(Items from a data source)

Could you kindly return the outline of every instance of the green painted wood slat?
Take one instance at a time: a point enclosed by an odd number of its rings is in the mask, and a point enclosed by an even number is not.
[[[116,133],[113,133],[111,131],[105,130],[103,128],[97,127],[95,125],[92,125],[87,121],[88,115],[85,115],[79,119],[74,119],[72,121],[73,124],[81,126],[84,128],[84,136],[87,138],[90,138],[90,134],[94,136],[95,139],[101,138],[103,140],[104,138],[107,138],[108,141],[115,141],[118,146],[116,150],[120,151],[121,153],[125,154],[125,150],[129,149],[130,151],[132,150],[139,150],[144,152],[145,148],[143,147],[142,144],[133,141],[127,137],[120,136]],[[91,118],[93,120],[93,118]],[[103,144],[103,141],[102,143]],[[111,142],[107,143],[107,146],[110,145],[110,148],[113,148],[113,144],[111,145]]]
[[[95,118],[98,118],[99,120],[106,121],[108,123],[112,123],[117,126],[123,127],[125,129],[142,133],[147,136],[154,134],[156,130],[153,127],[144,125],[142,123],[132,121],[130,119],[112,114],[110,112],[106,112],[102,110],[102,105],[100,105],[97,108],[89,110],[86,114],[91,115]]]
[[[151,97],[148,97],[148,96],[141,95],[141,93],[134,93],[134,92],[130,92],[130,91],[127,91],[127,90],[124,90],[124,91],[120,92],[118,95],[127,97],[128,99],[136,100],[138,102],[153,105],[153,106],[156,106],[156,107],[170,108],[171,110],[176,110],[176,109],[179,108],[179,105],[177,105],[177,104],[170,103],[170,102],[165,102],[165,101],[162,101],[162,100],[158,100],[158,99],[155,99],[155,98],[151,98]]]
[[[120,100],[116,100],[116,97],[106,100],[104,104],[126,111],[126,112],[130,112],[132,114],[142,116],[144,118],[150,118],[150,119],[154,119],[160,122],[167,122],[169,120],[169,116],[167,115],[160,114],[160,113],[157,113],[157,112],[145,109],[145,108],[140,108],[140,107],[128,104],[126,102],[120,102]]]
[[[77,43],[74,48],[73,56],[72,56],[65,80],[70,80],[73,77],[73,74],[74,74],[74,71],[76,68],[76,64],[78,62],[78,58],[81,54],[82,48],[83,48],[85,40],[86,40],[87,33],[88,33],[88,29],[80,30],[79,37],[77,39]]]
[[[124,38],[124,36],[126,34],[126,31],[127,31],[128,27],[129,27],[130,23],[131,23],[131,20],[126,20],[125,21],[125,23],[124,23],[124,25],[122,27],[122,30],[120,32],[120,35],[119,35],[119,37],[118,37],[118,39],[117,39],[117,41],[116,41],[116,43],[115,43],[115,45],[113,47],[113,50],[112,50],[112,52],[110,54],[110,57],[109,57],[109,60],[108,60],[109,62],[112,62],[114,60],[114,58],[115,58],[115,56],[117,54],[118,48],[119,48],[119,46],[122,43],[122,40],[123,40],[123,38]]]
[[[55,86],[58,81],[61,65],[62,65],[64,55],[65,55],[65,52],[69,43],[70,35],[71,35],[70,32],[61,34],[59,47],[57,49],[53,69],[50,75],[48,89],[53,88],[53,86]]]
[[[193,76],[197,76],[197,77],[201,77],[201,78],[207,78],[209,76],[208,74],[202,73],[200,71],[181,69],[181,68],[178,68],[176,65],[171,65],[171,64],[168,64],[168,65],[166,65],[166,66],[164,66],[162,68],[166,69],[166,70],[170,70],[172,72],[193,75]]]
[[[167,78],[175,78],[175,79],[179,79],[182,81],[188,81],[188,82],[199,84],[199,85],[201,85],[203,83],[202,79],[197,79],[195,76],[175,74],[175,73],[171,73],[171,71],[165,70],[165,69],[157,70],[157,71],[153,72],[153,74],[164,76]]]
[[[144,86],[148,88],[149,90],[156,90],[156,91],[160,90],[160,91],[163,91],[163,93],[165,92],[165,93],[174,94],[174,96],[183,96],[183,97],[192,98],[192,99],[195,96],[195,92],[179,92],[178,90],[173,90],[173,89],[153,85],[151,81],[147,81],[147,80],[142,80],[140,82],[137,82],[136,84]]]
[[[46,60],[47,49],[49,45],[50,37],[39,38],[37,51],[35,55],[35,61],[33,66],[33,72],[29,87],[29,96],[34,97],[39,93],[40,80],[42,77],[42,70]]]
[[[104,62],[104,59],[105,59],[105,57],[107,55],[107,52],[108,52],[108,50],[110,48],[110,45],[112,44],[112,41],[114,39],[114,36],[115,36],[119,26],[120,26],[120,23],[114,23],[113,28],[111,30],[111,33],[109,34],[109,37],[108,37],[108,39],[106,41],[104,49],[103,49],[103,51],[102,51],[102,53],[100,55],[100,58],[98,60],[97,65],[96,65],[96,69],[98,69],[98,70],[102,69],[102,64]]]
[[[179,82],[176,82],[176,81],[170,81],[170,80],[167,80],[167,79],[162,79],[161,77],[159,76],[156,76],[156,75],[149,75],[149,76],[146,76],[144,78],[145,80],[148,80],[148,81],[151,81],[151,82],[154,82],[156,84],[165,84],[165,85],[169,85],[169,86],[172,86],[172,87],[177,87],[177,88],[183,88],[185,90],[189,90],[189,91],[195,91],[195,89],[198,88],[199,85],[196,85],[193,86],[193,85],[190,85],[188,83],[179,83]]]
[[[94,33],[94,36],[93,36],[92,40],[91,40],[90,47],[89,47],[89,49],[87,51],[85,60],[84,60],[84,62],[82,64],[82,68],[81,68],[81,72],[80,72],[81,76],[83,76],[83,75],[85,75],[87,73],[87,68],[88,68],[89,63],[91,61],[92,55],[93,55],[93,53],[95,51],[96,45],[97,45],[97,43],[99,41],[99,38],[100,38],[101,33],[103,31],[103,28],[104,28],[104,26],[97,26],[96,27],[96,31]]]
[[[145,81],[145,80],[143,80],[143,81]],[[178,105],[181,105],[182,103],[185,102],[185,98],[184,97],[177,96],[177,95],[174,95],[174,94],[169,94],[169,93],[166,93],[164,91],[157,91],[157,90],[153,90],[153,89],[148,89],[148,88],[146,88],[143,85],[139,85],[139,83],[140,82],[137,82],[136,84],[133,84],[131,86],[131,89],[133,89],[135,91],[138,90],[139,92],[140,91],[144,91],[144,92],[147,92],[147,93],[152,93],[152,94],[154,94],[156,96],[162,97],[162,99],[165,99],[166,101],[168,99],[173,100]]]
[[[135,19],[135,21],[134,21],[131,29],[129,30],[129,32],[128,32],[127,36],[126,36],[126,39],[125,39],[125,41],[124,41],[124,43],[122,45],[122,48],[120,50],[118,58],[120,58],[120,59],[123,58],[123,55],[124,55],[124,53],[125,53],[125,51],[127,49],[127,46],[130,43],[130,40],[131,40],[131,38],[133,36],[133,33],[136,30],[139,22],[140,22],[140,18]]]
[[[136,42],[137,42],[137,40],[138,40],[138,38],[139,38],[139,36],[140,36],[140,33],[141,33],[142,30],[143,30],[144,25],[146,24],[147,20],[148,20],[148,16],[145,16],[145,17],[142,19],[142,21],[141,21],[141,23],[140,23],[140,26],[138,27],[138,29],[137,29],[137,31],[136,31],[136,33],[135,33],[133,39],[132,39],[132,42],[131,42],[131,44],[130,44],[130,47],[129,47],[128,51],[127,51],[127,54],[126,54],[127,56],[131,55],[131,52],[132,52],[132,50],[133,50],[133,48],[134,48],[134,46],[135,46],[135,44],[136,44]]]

» **WHAT NEEDS TO BE DONE**: Copy here each line of the preceding records with "instance" in it.

» **ANSWER BELOW**:
Could you kindly return the outline of every instance of the green painted wood slat?
Take one instance at a time: a point enclosed by an odd number of its rings is in the mask, and a point enclosed by an even number is not.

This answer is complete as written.